Exercise –
Spot each line in the records below where the word "tail" occurs, then copy it.

Stored items

§

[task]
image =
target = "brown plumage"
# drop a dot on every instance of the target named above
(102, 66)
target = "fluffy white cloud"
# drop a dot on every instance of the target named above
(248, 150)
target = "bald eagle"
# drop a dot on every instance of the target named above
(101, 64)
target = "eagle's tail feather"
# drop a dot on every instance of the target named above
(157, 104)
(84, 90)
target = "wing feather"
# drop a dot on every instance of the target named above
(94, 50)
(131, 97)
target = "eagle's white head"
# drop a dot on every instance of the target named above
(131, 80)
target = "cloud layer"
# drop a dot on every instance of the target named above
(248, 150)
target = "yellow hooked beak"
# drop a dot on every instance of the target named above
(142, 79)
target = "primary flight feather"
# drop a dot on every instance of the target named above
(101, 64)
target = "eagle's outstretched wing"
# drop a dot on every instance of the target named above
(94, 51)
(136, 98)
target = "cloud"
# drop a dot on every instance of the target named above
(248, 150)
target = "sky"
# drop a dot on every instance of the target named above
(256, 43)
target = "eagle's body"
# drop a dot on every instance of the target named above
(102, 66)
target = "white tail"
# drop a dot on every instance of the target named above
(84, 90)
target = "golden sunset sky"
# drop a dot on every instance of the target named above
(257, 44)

§

Exercise solution –
target = "eagle's tail feather"
target = "white tail"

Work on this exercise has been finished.